# EXERCISE A
Decide whether each statement agrees with the Tuberculous Imaginaries text. For each, answer yes or no and quote the exact words of the text that decide it. (i) The installation is made up of three video feeds and an informational website. (ii) The installation draws on tuberculosis research from the middle of the twentieth century. (iii) The installation tells medical history through the stories of great medical scientists.
# EXERCISE B
In the Tuberculous Imaginaries text, where is the material that medicine uses to make its arguments always taken from?
# EXERCISE C
Transcribe the Tuberculous Imaginaries text, starting at "Tuberculous Imaginaries, a" and ending at "of scientific progress).".

Recovery & Community: Featured Graduate Student Work

Multiethnic Digital Humanities in 2022

Tuberculousis Imaginaries

Tuberculous Imaginaries, a museological video art installation, addresses representation in American medicine through the digital manipulation and display of primary materials associated with American tuberculosis research around the turn of the twentieth century. Composed of three video feeds and an informational website, the installation meditates on the human material which grounds modern medical epistemics. This material, which is always pulled from the body of a sick, dying, or dead patient, is the main index from which medicine makes its arguments. Bringing these objects into an open conversation with its viewers Tuberculous Imaginaries displays medical history in ways that are both critical and non-iatrocentric (that is, not dependent on ‘great’ medical scientists and narratives of scientific progress).

# INPUT DATA
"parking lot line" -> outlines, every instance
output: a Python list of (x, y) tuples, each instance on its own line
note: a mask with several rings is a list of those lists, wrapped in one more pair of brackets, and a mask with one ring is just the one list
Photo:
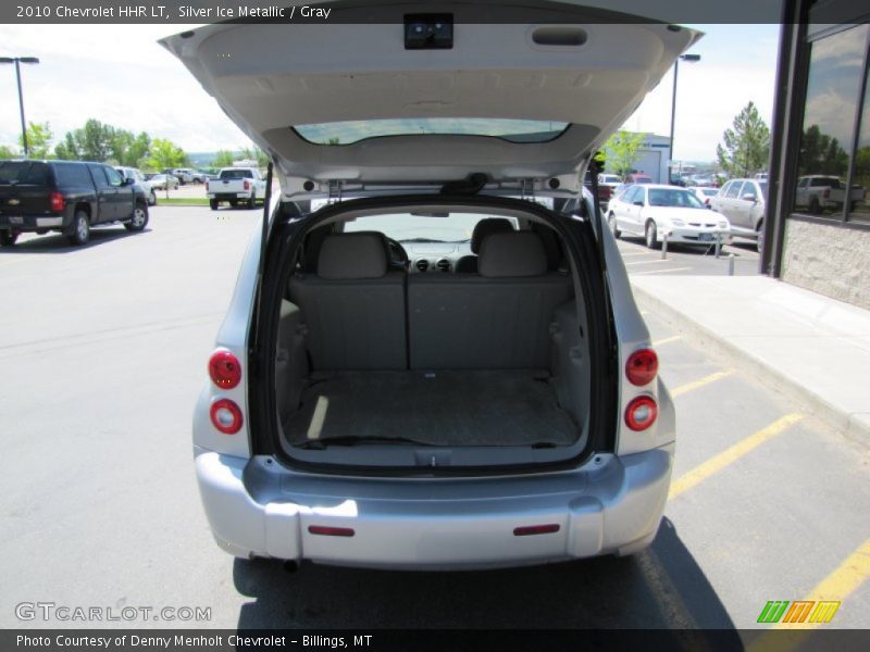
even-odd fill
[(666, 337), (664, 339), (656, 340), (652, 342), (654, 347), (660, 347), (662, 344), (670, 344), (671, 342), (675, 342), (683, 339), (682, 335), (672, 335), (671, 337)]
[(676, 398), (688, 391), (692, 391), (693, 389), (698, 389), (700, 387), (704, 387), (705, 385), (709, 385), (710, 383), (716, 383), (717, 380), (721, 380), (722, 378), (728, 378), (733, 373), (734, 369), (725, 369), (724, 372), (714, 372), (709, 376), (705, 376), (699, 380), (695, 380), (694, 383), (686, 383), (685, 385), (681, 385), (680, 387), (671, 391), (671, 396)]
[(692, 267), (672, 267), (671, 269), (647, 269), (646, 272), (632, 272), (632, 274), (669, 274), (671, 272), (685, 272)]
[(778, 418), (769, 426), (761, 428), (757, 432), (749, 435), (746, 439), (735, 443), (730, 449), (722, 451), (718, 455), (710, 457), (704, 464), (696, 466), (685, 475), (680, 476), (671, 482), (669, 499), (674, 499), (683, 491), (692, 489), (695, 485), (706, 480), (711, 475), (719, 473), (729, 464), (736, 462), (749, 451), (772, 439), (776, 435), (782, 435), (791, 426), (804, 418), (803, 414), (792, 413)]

==

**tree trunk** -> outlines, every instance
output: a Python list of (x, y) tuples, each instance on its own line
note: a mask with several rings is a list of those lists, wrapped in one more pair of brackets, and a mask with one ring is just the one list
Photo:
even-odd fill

---

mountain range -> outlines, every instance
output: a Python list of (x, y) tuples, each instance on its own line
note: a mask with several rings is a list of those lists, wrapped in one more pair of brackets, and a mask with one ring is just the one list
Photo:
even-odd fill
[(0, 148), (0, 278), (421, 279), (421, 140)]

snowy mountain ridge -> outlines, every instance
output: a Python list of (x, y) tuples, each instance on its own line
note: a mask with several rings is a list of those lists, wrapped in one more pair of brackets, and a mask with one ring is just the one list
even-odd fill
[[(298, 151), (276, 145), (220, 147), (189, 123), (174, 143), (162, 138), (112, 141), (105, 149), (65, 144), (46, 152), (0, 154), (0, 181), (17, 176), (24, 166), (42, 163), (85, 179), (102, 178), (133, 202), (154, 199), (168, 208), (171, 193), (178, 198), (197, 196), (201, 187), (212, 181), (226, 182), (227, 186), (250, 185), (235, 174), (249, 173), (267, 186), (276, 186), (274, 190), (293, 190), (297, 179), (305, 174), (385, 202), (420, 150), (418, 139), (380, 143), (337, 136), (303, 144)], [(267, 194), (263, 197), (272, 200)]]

# SOLUTION A
(i) Yes: "Composed of three video feeds and an informational website"
(ii) No: "around the turn of the twentieth century"
(iii) No: "non-iatrocentric (that is, not dependent on ‘great’ medical scientists and narratives of scientific progress)"

# SOLUTION B
It is always pulled from the body of a sick, dying, or dead patient.

# SOLUTION C
Tuberculous Imaginaries, a museological video art installation, addresses representation in American medicine through the digital manipulation and display of primary materials associated with American tuberculosis research around the turn of the twentieth century. Composed of three video feeds and an informational website, the installation meditates on the human material which grounds modern medical epistemics. This material, which is always pulled from the body of a sick, dying, or dead patient, is the main index from which medicine makes its arguments. Bringing these objects into an open conversation with its viewers Tuberculous Imaginaries displays medical history in ways that are both critical and non-iatrocentric (that is, not dependent on ‘great’ medical scientists and narratives of scientific progress).